#### [Reading passage]
WIP: Split out apply pandas parallel function

znicholls · znicholls · commit 2141063bdcbf · 2025-01-22T09:30:04.000+01:00
diff --git a/docs/tutorials/pandas_accessor_tutorial.py b/docs/tutorials/pandas_accessor_tutorial.py
@@ -175,6 +175,9 @@ def create_df(
 )
 small_ts
 
+# %%
+small_ts.ct.differentiate(progress=True)
+
 # %% [markdown]
 # Then we can use standard Continuous timeseries APIs,
 # e.g. plotting.
@@ -201,6 +204,15 @@ def create_df(
 )
 ax.legend()
 
+# %%
+# TODO: move this to ops section
+ax = (
+    small_ts.loc[pix.isin(variable="variable_0", run=0)]
+    .ct.differentiate()
+    .ct.plot(label="scenario", continuous_plot_kwargs=dict(alpha=0.9))
+)
+ax.legend()
+
 # %% [markdown]
 # If we have a bigger `pd.DataFrame`, the conversion process can be much slower.
 
@@ -260,7 +272,7 @@ def create_df(
 # [here](https://docs.python.org/3/library/multiprocessing.html#contexts-and-start-methods)).
 
 # %%
-bigger_df.ct.to_timeseries(
+bigger_ts = bigger_df.ct.to_timeseries(
     time_units="yr",
     interpolation=ct.InterpolationOption.Linear,
     n_processes=n_processes,
@@ -272,6 +284,46 @@ def create_df(
     progress_nested=True,
     mp_context=multiprocessing.get_context("fork"),
 )
+bigger_ts
+
+# %% [markdown]
+# The same logic can be applied to other operations.
+
+# %%
+diff_ts = create_df(
+    n_scenarios=50,
+    n_variables=1,
+    n_runs=600,
+    timepoints=np.arange(75) + 2025.0,
+).ct.to_timeseries(
+    time_units="yr",
+    interpolation=ct.InterpolationOption.Linear,
+    n_processes=n_processes,
+    progress=True,
+    progress_nested=True,
+    mp_context=multiprocessing.get_context("fork"),
+)
+diff_ts
+
+# %%
+diff_ts.ct.differentiate(progress=True)
+
+# %%
+diff_ts.ct.differentiate(n_processes=n_processes)
+
+# %%
+diff_ts.ct.differentiate(n_processes=n_processes, progress=True)
+
+# %%
+diff_ts.ct.differentiate(
+    n_processes=n_processes,
+    progress=True,
+    progress_nested=True,
+    mp_context=multiprocessing.get_context("fork"),
+)

#### [Requirements]
1. In the commit diff, what value is given for n_runs when diff_ts is created?
2. Repeat the part of the commit diff verbatim, starting at "znicholls · znicholls" and ending at "# e.g. plotting.".

#### [Raw records]
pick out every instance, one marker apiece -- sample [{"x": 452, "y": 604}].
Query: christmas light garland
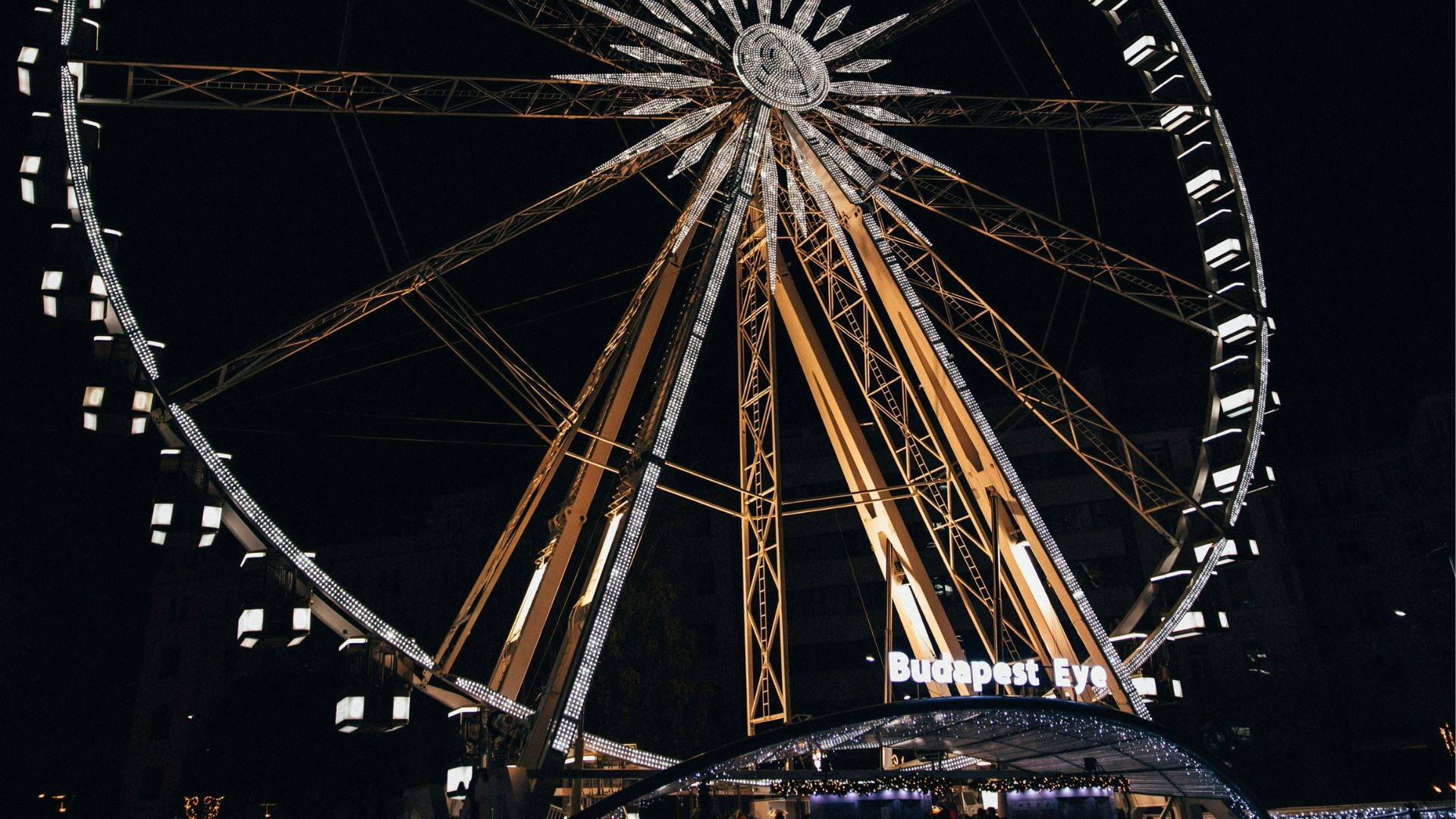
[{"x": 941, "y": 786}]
---
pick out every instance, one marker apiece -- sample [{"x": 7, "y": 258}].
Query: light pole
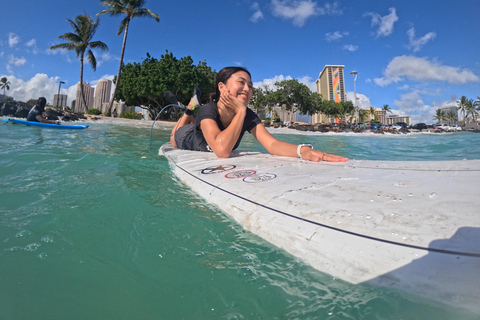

#### [Answers to each task]
1. 600

2.
znicholls · znicholls · commit 2141063bdcbf · 2025-01-22T09:30:04.000+01:00
diff --git a/docs/tutorials/pandas_accessor_tutorial.py b/docs/tutorials/pandas_accessor_tutorial.py
@@ -175,6 +175,9 @@ def create_df(
 )
 small_ts
 
+# %%
+small_ts.ct.differentiate(progress=True)
+
 # %% [markdown]
 # Then we can use standard Continuous timeseries APIs,
 # e.g. plotting.